:: 引用文 ::

>>> 2011年の富士登山
 2012年7月16日(月/祝)~17日(火)に富士登山をしてきた。
昨年も計画した海の日絡みの三連休最終日と翌火曜日。登山道も山小屋も空いているだろうと思ったが、台風6号の接近により翌週に延期してした。今年こそ当初の予定日に登ろうと思ったけど、今年は雪解けが遅い。吉田口登山道(スバルライン口)は山小屋の従業員、山岳ガイドなどのラッセル(雪かき)の努力もあり7月上旬には登山道は開通した。吉田口往復なら良いのだけれど、今回は富士山の南側にある側火山宝永火口に寄りたいので、御殿場口登山道に開通してもらわないと成らない。御殿場口は五合目から六合目までは早い時期に開通したけど、肝心な六合目から山頂までは通行止めになったままだ。
 ところが、WEBを見て回っていると御殿場口を登り下りしている人のレポートがあり、雪もほとんど無く、危険地帯も無いみたいだ。「行ってだめだったら諦めよう」と吉田口から登り、御殿場口を降り、途中から宝永山・宝永火口を通り富士宮口新五合目に降りるプランを立て決行した。

:::

- **課題のねらい 1**
富士登山の文章のうち、「ところが、WEBを見て回っていると」で始まる段落を、主な事実を残したまま箇条書きで短くまとめてください。
- **課題のねらい 2**
富士登山の文章から、「昨年も計画した海の日絡みの三」で始まり「降りるプランを立て決行した。」で終わる部分を、一字も変えずに書き出してください。
レコードは本文とは別の資料です。

:: データセットの内容 ::

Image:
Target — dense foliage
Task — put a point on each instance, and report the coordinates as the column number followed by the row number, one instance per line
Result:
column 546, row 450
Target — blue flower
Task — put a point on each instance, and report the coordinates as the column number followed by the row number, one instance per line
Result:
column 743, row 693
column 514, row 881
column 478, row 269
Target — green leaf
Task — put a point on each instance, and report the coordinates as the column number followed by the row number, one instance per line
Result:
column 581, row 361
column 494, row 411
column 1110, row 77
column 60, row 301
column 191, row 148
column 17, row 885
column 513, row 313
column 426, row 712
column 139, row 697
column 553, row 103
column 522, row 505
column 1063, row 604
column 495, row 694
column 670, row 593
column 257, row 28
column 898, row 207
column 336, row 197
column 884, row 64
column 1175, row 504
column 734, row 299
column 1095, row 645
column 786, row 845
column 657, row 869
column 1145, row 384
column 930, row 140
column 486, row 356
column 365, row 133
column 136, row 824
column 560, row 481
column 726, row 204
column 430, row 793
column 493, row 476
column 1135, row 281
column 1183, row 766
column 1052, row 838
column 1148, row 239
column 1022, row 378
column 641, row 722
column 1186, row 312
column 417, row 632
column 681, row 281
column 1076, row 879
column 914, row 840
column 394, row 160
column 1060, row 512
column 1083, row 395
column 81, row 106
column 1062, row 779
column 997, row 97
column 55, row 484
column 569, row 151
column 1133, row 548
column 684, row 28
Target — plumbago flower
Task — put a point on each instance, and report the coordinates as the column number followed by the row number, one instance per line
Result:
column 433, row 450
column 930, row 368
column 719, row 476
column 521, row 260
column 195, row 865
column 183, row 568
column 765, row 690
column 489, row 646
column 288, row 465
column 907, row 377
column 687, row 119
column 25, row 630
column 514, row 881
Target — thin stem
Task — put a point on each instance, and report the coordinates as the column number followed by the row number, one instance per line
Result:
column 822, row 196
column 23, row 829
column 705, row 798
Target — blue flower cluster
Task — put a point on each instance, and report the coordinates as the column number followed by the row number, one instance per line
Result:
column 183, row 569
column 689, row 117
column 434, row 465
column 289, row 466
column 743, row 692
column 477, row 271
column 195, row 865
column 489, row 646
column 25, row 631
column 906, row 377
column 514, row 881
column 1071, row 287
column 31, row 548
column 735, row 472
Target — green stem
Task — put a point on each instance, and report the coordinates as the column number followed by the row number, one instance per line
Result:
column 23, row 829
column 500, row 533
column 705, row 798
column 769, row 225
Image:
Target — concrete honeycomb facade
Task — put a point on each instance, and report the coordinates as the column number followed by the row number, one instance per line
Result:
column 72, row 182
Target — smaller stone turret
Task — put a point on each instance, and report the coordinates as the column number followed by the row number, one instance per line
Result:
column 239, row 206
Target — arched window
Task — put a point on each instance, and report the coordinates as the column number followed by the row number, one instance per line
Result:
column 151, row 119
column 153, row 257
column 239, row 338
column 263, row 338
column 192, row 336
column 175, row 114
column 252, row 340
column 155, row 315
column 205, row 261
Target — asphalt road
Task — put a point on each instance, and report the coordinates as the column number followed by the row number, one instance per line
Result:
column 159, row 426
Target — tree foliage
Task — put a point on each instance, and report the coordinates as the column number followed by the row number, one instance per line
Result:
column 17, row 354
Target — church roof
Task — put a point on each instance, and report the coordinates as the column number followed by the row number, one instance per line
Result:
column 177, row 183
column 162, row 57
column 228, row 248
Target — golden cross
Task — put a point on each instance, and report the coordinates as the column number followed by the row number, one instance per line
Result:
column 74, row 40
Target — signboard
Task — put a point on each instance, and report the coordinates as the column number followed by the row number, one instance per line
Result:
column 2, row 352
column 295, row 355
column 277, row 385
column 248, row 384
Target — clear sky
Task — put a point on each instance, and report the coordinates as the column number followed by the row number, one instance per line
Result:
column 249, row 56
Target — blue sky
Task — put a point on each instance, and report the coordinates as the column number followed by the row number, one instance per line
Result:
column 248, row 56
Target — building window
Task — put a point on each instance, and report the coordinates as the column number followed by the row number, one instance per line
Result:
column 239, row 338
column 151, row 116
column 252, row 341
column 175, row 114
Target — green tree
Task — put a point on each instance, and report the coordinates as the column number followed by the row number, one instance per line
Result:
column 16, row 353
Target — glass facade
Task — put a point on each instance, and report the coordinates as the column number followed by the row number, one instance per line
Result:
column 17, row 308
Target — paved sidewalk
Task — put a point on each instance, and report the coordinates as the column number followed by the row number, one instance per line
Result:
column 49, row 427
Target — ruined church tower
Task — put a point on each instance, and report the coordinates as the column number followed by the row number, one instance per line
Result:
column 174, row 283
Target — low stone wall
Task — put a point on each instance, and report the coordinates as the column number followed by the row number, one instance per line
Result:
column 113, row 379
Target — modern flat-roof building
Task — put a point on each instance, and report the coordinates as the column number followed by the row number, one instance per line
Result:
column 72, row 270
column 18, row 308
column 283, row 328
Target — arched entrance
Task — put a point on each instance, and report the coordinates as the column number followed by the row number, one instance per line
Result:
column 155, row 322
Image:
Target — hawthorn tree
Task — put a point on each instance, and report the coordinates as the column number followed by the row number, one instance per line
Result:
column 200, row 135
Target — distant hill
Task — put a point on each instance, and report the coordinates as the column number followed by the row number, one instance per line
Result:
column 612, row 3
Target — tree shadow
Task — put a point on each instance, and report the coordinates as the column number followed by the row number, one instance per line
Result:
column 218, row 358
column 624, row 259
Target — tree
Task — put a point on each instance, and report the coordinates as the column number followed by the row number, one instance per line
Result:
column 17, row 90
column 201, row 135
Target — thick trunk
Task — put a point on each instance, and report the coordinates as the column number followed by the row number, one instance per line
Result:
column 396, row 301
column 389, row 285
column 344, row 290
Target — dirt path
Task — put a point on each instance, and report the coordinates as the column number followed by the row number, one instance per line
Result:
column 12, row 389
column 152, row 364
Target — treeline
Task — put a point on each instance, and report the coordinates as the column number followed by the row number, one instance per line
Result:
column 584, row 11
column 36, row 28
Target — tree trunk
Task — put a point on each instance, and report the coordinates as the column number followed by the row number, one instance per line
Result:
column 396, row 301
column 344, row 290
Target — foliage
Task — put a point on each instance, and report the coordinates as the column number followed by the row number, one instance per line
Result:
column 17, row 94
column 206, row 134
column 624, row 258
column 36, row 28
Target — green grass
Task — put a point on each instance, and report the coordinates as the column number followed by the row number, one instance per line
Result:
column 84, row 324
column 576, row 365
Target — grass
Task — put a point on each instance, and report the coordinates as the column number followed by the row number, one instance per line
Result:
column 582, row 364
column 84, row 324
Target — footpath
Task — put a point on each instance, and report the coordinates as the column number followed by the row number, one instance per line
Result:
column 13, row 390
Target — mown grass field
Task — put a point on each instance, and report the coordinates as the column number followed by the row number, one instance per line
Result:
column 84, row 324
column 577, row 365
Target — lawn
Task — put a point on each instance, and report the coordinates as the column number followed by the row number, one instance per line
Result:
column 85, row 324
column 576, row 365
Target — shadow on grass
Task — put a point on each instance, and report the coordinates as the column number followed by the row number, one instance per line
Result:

:::

- **結果 1**
- WEBで御殿場口を登り下りした人のレポートを見つけ、雪はほとんど無く、危険地帯も無いようだと分かった。
- 「行ってだめだったら諦めよう」と考えてプランを立てた。
- プランは、吉田口から登って御殿場口を降り、途中から宝永山・宝永火口を通って富士宮口新五合目に降りるというもので、それを決行した。

- **結果 2**
昨年も計画した海の日絡みの三連休最終日と翌火曜日。登山道も山小屋も空いているだろうと思ったが、台風6号の接近により翌週に延期してした。今年こそ当初の予定日に登ろうと思ったけど、今年は雪解けが遅い。吉田口登山道(スバルライン口)は山小屋の従業員、山岳ガイドなどのラッセル(雪かき)の努力もあり7月上旬には登山道は開通した。吉田口往復なら良いのだけれど、今回は富士山の南側にある側火山宝永火口に寄りたいので、御殿場口登山道に開通してもらわないと成らない。御殿場口は五合目から六合目までは早い時期に開通したけど、肝心な六合目から山頂までは通行止めになったままだ。
 ところが、WEBを見て回っていると御殿場口を登り下りしている人のレポートがあり、雪もほとんど無く、危険地帯も無いみたいだ。「行ってだめだったら諦めよう」と吉田口から登り、御殿場口を降り、途中から宝永山・宝永火口を通り富士宮口新五合目に降りるプランを立て決行した。